LAVORO DA SVOLGERE:
Restituisci tutte le righe delle voci qui sotto in cui compare la parola "bare", copiandole senza modifiche.

RIGHE SALVATE:

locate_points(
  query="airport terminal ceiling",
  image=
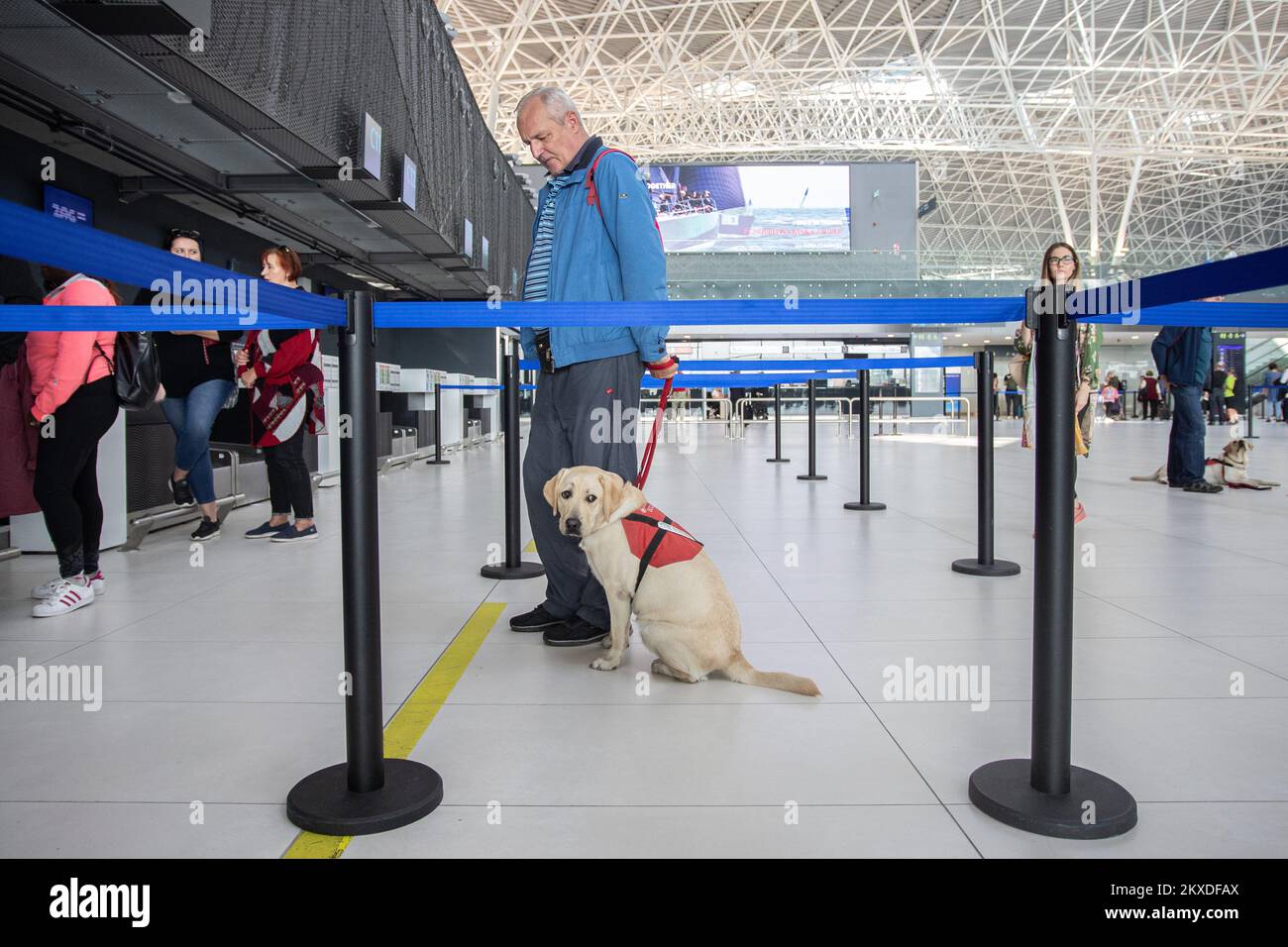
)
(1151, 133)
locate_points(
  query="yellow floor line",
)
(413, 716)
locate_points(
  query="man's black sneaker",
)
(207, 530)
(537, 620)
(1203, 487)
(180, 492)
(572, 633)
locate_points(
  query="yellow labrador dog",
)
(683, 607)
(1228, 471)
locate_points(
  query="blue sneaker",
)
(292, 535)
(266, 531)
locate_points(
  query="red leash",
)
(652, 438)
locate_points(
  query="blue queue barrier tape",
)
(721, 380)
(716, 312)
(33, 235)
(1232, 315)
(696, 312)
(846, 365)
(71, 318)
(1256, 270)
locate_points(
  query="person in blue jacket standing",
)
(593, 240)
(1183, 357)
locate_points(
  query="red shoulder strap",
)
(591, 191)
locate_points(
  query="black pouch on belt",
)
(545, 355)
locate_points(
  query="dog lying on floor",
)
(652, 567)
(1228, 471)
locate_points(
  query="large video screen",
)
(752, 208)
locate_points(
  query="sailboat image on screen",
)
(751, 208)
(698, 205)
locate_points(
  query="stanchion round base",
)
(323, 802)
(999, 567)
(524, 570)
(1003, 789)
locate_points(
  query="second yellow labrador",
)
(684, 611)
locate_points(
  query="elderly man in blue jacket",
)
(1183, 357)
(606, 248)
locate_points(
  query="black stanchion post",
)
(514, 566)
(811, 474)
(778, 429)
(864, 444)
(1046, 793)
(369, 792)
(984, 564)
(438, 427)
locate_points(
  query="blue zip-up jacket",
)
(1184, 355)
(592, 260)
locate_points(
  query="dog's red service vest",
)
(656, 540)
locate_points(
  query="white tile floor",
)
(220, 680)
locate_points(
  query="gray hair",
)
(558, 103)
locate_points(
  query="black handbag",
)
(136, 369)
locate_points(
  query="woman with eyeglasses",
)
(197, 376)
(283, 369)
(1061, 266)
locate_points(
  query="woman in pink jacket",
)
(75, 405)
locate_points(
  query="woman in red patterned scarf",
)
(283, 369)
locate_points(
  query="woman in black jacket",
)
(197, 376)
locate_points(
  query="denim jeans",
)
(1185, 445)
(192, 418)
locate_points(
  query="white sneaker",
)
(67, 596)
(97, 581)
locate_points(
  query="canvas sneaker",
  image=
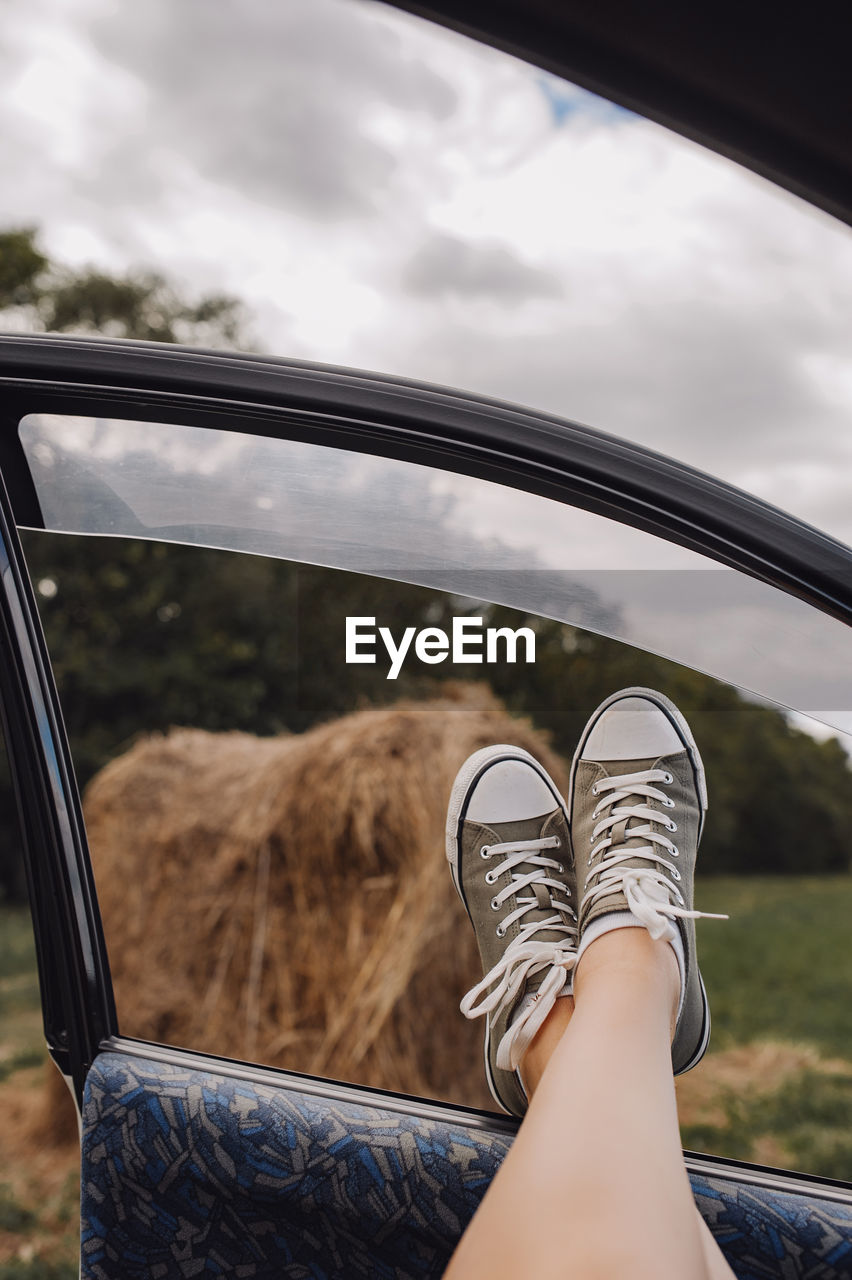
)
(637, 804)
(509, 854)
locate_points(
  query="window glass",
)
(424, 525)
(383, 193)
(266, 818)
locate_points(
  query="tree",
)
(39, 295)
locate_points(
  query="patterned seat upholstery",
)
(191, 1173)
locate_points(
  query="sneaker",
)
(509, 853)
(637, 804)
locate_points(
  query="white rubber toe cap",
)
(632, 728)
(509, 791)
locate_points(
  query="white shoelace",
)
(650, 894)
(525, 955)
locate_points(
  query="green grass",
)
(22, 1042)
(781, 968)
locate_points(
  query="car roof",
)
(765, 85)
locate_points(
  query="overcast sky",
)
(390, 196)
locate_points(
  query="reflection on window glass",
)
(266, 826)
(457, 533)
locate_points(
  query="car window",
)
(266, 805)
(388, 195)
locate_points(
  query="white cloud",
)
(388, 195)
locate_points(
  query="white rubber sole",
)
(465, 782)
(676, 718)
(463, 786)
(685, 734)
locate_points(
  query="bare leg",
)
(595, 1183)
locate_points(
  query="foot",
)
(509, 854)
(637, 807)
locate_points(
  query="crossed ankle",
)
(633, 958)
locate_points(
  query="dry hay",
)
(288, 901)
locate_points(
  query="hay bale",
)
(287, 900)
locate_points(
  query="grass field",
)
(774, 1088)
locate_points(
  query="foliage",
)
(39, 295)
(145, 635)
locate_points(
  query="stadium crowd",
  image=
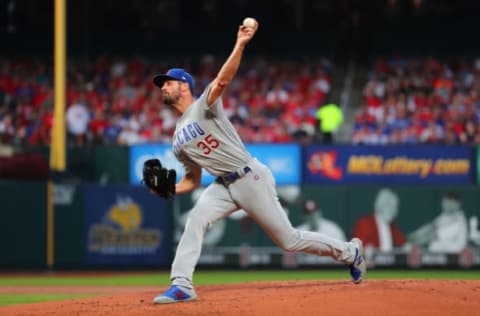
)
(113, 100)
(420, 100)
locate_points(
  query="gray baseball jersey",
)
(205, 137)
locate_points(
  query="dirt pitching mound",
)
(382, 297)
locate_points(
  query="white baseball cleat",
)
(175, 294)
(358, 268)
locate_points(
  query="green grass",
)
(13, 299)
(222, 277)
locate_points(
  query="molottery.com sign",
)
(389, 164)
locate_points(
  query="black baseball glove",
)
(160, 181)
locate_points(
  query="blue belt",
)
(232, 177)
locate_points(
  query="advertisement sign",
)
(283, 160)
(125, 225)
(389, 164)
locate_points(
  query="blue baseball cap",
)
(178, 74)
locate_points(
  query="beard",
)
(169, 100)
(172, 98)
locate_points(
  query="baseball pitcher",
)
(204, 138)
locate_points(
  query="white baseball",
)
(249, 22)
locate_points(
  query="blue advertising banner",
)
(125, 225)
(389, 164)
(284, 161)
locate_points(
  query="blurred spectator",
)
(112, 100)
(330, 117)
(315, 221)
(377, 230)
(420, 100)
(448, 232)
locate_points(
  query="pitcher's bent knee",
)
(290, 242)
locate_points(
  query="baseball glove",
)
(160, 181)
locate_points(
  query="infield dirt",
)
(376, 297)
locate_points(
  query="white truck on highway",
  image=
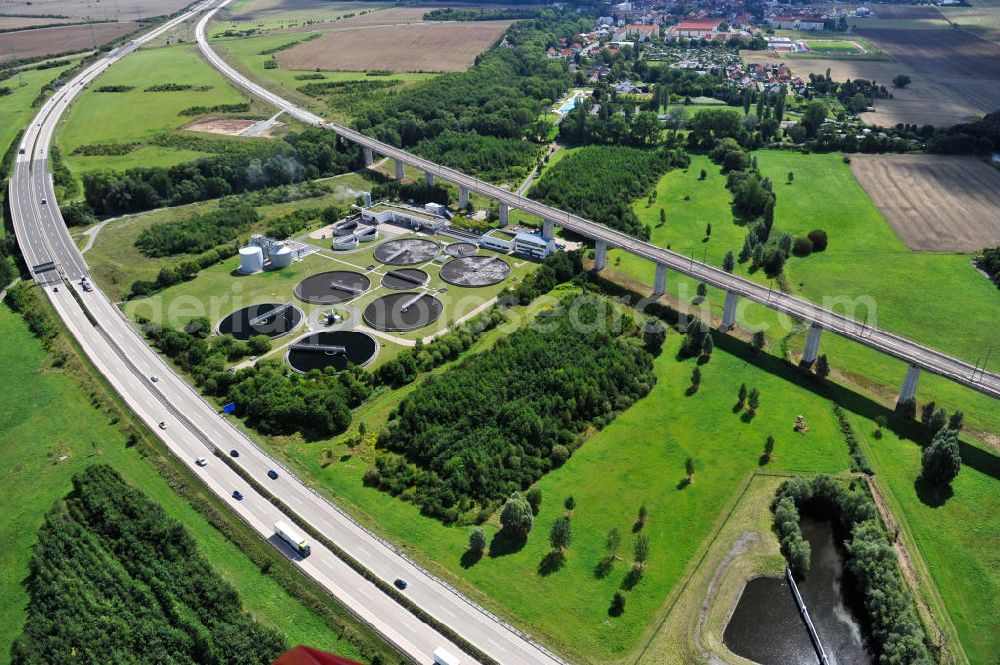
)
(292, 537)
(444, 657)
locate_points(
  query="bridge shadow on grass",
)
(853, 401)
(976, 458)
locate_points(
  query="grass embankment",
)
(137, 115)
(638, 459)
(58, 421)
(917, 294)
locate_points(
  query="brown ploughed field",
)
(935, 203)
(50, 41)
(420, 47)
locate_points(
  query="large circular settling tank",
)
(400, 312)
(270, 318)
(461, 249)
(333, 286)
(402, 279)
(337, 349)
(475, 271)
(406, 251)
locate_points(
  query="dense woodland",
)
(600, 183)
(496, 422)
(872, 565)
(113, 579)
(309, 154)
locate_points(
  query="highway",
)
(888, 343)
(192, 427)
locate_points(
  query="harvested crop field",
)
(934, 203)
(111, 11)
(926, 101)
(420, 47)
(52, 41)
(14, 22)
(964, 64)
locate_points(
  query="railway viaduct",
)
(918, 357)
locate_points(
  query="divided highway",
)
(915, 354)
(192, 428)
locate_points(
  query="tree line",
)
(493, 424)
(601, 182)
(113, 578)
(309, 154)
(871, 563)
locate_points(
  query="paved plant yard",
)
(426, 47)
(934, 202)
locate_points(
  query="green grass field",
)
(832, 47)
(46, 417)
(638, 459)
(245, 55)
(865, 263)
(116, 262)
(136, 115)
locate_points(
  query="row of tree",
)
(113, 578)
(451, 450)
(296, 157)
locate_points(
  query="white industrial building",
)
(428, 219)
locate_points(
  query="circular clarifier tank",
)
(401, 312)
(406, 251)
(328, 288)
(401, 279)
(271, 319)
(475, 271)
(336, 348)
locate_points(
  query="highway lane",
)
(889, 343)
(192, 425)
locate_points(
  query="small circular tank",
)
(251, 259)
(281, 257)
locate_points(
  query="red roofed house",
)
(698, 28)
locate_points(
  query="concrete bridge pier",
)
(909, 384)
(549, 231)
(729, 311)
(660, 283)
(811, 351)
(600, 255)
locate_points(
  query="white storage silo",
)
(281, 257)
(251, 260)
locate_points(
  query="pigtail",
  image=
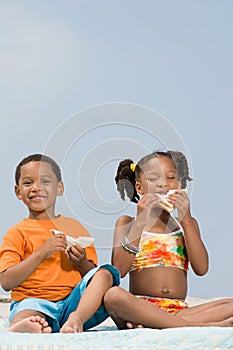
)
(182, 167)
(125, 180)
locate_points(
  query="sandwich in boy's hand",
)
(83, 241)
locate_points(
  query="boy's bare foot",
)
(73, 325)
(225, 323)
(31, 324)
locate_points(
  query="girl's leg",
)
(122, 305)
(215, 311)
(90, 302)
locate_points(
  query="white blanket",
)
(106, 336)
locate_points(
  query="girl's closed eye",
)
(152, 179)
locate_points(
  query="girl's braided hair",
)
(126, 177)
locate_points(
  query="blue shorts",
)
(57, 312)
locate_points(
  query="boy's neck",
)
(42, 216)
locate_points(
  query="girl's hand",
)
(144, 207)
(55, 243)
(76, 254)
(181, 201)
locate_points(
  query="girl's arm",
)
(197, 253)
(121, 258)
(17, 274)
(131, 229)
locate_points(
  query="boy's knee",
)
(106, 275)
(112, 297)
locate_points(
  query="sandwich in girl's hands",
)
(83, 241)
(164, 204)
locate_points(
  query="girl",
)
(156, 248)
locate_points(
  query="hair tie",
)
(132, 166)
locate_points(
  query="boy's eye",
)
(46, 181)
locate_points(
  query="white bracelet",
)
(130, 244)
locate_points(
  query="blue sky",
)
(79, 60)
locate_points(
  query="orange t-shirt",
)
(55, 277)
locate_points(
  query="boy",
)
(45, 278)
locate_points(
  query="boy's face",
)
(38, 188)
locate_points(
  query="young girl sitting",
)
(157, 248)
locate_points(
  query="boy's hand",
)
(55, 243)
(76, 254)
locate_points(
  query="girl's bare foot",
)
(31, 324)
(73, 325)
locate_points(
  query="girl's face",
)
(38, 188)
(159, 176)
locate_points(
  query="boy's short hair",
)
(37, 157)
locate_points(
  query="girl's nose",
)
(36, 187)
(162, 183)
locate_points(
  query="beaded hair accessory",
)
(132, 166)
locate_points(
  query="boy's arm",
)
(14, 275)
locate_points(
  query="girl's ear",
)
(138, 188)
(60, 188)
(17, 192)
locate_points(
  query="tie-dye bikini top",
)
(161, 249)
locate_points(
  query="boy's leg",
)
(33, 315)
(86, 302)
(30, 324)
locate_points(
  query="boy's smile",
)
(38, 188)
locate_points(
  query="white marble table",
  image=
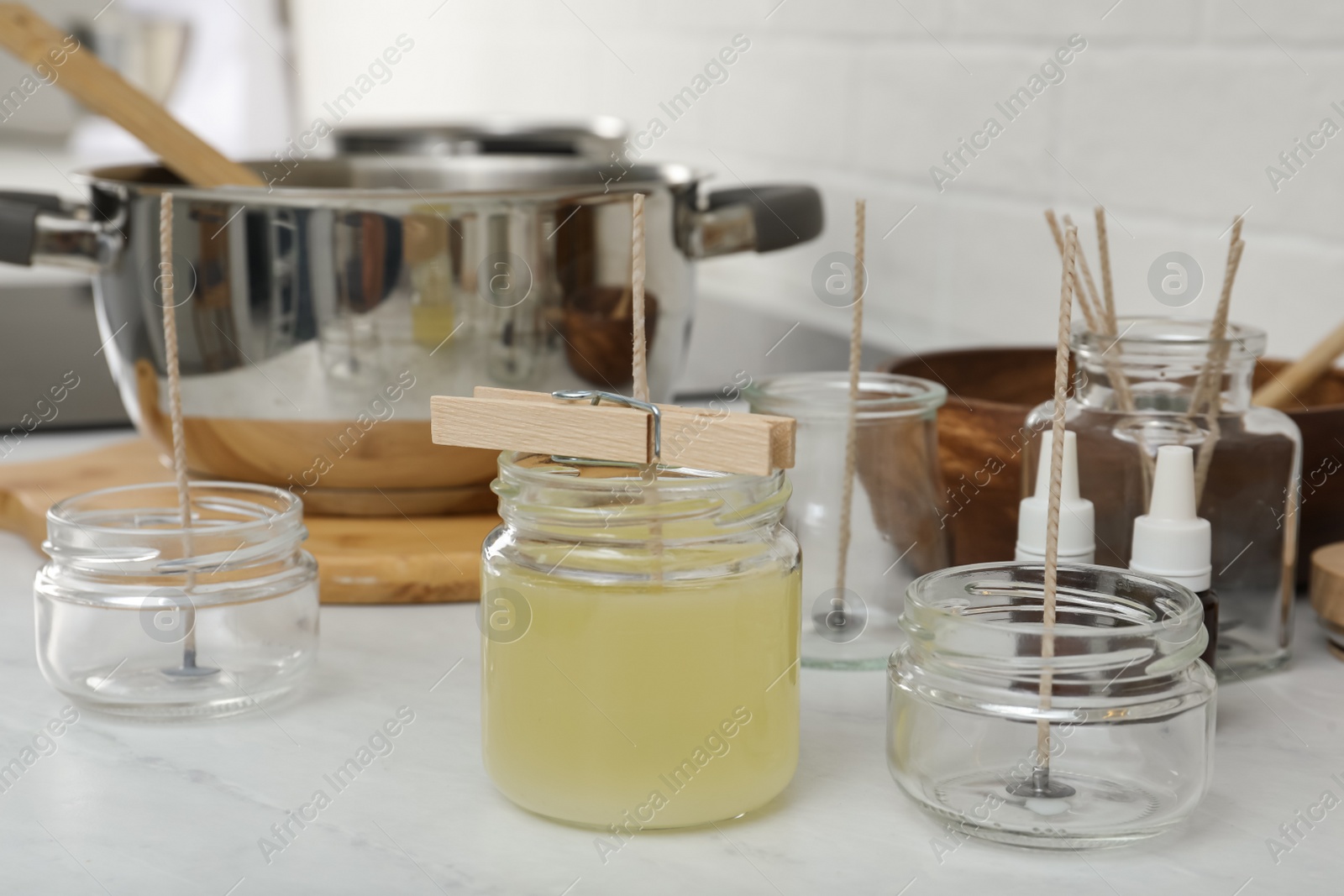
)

RISPOSTA COMPLETA:
  query="bare leg",
  query="boy's bare foot",
  query="girl's bare foot",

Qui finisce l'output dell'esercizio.